▸ **Work to be completed**: Locate the line containing "Mark one point on each instance of the bare" in the data below. Reproduce it and every following line up to the end, exactly as given.

▸ **Stored data**:
——————
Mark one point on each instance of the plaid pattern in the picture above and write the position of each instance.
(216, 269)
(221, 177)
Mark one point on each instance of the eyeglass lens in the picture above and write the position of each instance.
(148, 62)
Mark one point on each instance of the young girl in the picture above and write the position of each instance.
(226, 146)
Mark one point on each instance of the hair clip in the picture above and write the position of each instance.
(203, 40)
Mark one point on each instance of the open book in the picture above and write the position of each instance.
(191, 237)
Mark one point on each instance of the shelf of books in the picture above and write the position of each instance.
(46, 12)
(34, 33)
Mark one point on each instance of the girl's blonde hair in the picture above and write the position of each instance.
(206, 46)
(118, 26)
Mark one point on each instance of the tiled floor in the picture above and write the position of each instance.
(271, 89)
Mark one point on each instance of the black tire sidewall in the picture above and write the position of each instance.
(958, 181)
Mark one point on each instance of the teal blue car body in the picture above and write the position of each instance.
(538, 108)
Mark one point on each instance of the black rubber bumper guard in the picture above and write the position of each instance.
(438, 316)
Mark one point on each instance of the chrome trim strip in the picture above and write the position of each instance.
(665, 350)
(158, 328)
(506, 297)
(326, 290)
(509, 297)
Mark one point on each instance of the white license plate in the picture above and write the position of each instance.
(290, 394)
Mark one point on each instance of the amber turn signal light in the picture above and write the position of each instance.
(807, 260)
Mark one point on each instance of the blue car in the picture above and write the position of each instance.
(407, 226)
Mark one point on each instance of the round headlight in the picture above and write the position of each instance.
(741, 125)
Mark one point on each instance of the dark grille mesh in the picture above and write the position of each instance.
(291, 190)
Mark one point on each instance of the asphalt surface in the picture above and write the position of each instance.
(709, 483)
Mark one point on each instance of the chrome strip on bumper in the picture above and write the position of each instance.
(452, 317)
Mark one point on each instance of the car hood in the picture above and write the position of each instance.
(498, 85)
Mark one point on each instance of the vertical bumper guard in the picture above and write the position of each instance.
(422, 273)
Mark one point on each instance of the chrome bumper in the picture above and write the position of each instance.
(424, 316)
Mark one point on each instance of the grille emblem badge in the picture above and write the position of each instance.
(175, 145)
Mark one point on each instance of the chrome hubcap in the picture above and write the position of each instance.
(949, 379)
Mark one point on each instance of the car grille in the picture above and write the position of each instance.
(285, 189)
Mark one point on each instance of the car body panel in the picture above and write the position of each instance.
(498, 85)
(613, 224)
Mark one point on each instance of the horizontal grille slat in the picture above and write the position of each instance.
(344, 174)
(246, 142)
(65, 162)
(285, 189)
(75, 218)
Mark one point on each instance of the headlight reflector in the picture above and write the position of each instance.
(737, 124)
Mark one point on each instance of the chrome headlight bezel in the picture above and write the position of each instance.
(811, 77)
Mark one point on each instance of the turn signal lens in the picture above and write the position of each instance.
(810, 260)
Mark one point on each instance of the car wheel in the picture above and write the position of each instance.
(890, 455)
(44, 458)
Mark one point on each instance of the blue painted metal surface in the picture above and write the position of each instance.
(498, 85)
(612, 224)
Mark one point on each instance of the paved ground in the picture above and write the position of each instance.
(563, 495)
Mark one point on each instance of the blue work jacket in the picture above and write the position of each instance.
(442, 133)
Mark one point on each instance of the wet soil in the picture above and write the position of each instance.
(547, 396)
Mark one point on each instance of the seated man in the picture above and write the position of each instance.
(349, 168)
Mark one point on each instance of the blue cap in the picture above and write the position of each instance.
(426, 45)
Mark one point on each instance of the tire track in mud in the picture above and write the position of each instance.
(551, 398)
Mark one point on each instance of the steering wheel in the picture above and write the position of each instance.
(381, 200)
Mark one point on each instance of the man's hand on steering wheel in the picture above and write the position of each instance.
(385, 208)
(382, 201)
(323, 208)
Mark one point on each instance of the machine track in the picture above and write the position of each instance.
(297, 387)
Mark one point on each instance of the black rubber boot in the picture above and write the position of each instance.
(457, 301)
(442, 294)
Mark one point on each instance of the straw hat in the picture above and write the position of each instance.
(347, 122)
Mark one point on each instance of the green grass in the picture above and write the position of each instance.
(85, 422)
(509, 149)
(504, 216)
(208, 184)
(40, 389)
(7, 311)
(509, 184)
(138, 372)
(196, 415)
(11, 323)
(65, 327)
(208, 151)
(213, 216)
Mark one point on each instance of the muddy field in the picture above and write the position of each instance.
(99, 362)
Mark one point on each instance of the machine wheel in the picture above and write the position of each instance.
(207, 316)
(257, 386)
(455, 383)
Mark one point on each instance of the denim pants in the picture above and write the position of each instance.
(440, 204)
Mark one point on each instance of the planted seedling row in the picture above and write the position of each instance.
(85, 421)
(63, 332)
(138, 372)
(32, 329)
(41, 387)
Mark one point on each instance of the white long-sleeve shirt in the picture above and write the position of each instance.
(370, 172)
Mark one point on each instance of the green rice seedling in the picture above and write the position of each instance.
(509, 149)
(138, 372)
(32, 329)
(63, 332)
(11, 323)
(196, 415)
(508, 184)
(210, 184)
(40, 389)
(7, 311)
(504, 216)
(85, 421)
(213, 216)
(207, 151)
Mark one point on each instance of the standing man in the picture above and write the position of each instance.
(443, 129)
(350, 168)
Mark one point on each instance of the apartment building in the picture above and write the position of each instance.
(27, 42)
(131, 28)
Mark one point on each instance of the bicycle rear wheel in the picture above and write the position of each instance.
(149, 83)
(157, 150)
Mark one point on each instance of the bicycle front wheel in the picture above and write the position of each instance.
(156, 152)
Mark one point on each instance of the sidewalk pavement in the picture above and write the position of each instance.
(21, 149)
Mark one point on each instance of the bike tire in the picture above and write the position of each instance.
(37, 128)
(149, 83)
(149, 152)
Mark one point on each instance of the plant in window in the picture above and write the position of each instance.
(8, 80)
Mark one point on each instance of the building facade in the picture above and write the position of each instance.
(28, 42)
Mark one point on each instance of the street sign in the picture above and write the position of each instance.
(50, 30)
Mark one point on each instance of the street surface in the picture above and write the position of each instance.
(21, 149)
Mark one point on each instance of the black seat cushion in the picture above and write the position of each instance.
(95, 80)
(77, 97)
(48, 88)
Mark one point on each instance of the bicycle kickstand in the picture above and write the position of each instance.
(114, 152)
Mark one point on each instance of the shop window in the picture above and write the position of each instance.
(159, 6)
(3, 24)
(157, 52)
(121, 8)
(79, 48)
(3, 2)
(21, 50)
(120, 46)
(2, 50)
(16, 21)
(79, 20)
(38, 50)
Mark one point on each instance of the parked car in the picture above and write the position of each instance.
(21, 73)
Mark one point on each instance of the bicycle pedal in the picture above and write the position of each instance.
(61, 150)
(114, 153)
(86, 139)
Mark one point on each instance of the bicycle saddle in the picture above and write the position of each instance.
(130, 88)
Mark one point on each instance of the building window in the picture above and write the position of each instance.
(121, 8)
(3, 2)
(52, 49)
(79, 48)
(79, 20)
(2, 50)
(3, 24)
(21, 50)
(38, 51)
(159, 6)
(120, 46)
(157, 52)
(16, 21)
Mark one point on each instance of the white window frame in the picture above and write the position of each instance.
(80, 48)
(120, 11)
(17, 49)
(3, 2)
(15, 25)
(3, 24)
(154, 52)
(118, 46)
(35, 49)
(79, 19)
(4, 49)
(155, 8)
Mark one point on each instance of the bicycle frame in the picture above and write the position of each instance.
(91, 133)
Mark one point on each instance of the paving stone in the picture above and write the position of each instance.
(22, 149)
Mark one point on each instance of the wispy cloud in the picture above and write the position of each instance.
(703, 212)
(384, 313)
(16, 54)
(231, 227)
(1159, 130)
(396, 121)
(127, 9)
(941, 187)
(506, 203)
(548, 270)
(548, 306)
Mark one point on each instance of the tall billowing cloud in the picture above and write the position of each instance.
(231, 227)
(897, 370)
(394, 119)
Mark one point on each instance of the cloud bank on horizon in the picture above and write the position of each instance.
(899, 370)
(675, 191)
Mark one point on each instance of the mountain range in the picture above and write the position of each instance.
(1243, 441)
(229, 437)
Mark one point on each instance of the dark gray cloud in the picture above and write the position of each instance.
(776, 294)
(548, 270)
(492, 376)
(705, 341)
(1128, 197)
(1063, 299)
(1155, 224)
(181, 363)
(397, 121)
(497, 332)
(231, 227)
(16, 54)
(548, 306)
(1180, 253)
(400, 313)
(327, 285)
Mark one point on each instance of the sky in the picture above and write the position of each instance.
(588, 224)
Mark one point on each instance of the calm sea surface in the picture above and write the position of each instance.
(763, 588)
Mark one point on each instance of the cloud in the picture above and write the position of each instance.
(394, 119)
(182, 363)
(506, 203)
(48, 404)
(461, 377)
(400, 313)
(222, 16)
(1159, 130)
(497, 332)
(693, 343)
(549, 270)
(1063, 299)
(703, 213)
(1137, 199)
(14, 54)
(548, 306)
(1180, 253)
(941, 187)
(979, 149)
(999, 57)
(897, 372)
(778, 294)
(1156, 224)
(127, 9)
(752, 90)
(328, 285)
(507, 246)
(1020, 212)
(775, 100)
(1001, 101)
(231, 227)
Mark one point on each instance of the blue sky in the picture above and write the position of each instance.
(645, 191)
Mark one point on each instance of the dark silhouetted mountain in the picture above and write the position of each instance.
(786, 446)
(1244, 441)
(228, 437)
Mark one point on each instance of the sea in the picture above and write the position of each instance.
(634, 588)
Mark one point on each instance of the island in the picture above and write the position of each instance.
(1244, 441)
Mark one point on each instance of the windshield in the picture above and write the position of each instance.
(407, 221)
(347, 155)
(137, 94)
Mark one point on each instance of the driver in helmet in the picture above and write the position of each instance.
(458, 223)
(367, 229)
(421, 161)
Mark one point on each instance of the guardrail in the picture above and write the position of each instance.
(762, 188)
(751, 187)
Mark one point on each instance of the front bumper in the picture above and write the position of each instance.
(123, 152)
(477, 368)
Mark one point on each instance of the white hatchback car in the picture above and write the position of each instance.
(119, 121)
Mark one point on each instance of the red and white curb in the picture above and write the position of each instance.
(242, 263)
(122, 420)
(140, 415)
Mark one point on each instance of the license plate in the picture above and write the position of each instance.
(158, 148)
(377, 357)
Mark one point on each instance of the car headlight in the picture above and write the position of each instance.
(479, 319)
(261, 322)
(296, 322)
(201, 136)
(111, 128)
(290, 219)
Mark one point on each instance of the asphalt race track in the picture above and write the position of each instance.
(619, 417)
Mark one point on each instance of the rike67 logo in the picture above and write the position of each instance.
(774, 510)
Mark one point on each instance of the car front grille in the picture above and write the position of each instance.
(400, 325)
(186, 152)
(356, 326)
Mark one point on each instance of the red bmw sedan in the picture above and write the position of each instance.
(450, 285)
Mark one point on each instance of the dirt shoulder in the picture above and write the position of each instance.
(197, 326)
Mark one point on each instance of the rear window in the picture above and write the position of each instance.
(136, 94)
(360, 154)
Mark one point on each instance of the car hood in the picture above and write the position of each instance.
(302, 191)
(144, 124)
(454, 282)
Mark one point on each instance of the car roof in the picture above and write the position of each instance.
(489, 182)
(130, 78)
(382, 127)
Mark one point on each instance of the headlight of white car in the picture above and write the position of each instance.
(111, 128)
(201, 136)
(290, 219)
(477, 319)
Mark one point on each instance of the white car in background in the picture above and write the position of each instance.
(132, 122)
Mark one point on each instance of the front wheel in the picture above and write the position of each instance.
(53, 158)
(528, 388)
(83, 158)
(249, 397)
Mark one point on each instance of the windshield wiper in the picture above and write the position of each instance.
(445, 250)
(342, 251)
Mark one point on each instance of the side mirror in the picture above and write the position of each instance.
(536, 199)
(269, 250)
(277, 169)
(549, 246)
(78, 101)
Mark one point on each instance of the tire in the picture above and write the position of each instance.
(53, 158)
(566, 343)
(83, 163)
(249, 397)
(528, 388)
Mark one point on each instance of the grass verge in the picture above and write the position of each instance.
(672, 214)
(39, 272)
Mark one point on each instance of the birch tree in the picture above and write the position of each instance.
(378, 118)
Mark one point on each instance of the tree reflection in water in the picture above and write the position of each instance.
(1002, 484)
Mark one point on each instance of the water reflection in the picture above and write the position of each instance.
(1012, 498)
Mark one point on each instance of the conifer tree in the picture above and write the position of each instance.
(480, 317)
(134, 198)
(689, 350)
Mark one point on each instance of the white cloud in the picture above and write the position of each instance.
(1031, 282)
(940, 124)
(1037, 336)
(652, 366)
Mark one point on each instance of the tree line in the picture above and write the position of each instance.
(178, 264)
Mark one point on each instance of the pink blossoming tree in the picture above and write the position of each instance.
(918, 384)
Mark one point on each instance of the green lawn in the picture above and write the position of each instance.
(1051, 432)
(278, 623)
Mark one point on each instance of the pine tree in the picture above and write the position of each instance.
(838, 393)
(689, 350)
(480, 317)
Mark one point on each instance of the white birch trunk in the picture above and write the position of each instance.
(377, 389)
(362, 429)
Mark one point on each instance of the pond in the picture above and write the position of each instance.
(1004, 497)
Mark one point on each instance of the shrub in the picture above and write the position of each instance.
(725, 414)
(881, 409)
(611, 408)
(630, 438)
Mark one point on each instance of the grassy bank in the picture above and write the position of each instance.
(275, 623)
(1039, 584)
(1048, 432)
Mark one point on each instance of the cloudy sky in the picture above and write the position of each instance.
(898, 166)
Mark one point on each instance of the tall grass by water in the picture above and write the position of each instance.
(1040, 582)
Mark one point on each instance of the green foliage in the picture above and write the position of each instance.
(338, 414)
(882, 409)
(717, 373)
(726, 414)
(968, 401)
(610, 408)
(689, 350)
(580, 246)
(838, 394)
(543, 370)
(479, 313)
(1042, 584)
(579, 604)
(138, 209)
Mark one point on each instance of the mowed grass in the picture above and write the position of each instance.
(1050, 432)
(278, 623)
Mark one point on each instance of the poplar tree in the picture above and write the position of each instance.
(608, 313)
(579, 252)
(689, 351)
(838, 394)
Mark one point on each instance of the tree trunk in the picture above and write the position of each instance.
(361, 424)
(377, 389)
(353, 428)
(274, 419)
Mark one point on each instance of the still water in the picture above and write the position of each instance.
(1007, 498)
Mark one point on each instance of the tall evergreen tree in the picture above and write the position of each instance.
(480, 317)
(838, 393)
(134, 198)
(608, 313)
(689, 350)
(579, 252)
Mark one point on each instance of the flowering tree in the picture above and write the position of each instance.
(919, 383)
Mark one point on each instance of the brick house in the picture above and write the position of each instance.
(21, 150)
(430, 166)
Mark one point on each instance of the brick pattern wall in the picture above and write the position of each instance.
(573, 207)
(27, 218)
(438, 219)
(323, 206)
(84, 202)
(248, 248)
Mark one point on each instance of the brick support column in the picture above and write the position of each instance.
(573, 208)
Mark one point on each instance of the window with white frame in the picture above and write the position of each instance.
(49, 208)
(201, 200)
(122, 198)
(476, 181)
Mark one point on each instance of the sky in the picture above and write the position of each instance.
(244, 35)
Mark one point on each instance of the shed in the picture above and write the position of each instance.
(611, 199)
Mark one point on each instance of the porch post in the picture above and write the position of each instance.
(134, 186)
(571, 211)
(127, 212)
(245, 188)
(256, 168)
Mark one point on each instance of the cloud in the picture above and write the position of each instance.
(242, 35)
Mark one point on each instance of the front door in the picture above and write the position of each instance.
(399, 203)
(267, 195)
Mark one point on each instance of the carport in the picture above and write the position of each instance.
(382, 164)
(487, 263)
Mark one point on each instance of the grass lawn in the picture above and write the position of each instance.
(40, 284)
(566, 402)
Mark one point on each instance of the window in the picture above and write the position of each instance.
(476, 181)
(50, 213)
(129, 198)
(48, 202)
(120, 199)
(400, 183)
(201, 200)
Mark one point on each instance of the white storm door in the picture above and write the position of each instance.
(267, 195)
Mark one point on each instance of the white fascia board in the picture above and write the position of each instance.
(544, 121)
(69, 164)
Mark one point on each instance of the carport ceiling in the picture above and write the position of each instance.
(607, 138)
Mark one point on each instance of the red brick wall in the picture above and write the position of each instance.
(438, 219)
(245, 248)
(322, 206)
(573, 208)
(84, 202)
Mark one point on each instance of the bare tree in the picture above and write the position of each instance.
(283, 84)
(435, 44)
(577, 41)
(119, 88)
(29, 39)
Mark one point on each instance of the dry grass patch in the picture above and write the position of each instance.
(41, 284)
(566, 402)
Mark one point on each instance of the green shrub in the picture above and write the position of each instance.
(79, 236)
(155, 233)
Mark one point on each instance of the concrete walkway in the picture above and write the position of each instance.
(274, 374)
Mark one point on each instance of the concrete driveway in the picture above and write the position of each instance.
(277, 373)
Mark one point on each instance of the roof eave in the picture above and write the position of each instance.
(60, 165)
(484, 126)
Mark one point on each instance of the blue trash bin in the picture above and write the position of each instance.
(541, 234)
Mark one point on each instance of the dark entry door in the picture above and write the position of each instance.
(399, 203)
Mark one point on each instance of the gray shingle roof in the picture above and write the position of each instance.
——————
▸ **Complete answer**:
Mark one point on each instance of the bare tree in the picture above and write the position of each instance.
(283, 84)
(435, 44)
(577, 41)
(119, 88)
(29, 39)
Mark one point on each instance of the dry grass patch in the picture above and write the position of each instance.
(41, 284)
(566, 402)
Mark one point on each instance of the green shrub in the picture above and write the position of each instance.
(79, 236)
(155, 233)
Mark one point on each instance of the concrete walkway in the picture above and write the position of each instance.
(274, 374)
Mark one point on each instance of the concrete driveway in the picture above and write the position of each instance.
(277, 373)
Mark one point on each instance of the roof eave in the picture above and write the position of each instance.
(60, 165)
(484, 126)
Mark one point on each instance of the blue trash bin in the picture above and write the position of each instance.
(541, 234)
Mark one point on each instance of the dark entry door in the picture above and write the position of each instance.
(399, 203)
Mark one point on each instance of the gray shingle roof in the picture above and write the position of each instance.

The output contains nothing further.